__Extrait du document__:
···
L’étude des constructions à partir de carrés identiques est relativement rapide : en effet, si l’on assemble 3 carrés pour former un sommet on achève la construction et on obtient l’hexaèdre régulier (le cube). En essayant l’assemblage de 4 carrés on trouve la limite constituée par le plan. Au cours de nos diverses expérimentations, ceci n’a jamais été mis en débat par les participants.

L’étude des possibilités de construction avec des pentagones réguliers conduit à la découverte d’un seul polyèdre régulier : le dodécaèdre dont la valeur esthétique est une référence très partagée par les élèves. Il est impossible d’assembler 4 pentagones réguliers (ou 4 octogones réguliers) sur un seul sommet, car il y a chevauchement !

Pour terminer, l’assemblage de 3 hexagones réguliers conduit à la même “impasse polyédrique” qu’avec 4 carrés : le pavage du plan. Cependant, contrairement au cas du carré, ceci est presque toujours l’objet de débats. Cette impossibilité de réaliser un polyèdre régulier avec des hexagones réguliers est le point nodal de ce problème de recherche. En effet, le réel sensible est ici en contradiction avec la théorie du fait de la souplesse de la matière plastique des matériaux utilisés. La forme solide en cours de construction avec plusieurs hexagones semble vouloir plier ! Pour invalider cette proposition les bâtisseurs de solides devront le plus souvent faire plusieurs allers et retours entre les objets du monde sensible qu’ils utilisent comme outils de modélisation et les objets géométriques qui leur correspondent. La rencontre de cet obstacle oriente la recherche vers une nouvelle question, qui n’est plus celle du nombre des solides de Platon, mais plutôt celle des contraintes qui pourraient permettre ou empêcher leur réalisation.
···
__Liste des enregistrements__:
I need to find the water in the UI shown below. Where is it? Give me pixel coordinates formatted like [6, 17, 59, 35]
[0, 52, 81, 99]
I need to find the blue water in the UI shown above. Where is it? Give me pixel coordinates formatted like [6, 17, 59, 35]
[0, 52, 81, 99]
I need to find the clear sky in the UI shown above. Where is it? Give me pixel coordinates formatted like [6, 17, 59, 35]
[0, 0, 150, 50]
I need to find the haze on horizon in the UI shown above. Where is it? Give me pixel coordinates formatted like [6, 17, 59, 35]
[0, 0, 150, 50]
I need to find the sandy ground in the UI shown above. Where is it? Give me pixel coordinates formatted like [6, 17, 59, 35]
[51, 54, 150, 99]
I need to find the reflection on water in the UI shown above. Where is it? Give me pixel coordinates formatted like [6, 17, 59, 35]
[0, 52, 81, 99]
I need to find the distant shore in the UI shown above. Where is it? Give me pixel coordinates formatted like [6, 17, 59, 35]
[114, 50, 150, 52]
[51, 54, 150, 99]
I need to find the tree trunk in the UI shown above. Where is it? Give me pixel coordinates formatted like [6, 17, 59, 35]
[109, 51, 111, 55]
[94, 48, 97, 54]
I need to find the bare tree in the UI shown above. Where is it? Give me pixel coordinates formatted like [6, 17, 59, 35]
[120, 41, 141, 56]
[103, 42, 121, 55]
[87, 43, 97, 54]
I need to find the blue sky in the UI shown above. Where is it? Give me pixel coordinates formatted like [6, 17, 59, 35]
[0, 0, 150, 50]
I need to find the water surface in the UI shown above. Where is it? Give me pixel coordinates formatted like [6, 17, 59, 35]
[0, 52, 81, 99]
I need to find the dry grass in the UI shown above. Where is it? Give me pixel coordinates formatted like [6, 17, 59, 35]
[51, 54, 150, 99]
···
__Consignes de travail__:
[1] Dites si chacune des affirmations suivantes concorde avec l’extrait sur les polyèdres réguliers, en répondant par oui ou par non et en citant textuellement les mots décisifs de l’extrait : (a) l’assemblage de 4 carrés sur un sommet permet d’obtenir le cube ; (b) les pentagones réguliers ne permettent de construire qu’un seul polyèdre régulier ; (c) le cas des hexagones réguliers suscite rarement des débats.
[2] Prolongez l’extrait sur les polyèdres réguliers en reprenant juste après sa dernière phrase.
Les enregistrements forment un matériau distinct de l’extrait sur les polyèdres réguliers.

__Réponses rédigées__:
[1]
(a) Non : « si l’on assemble 3 carrés pour former un sommet on achève la construction et on obtient l’hexaèdre régulier (le cube) ».
(b) Oui : « conduit à la découverte d’un seul polyèdre régulier : le dodécaèdre ».
(c) Non : « ceci est presque toujours l’objet de débats ».

[2]
2.2 Consistance de la situation

La consistance didactique de ce problème de recherche a fait l’objet de plusieurs travaux (Dias et Durand-Guerrier, 2005), nous souhaitons cependant faire un rapide commentaire sur l’analyse a priori de cette situation dans le cadre de cet article.

Il est fort probable que les sujets élèves[3] possèdent quelques connaissances “scolaires” dans le champ spécifique de la géométrie dans l’espace. Elles sont essentiellement de l’ordre du lexique : vocabulaire de base de la géométrie comme côté, sommet, etc. Ils possèdent également souvent des références culturelles pluridisciplinaires de ces objets particuliers que sont les solides de Platon. Le cube est par exemple régulièrement cité a priori comme un représentant de cette “famille” sans avoir recours à sa construction du fait de ses nombreuses références culturelles et sociales. C’est un objet du monde sensible ayant donné lieu à plusieurs expériences manipulatoires constitutives de la connaissance de ses propriétés.

L’apparence visuelle du dodécaèdre est elle aussi très remarquable car presque toujours assimilée à la géométrie du ballon de foot[4]. C’est donc aussi un objet qui fait partie des connaissances communes, sa construction est fortement prévisible dans la phase d’essais par emboîtements des pièces plastiques.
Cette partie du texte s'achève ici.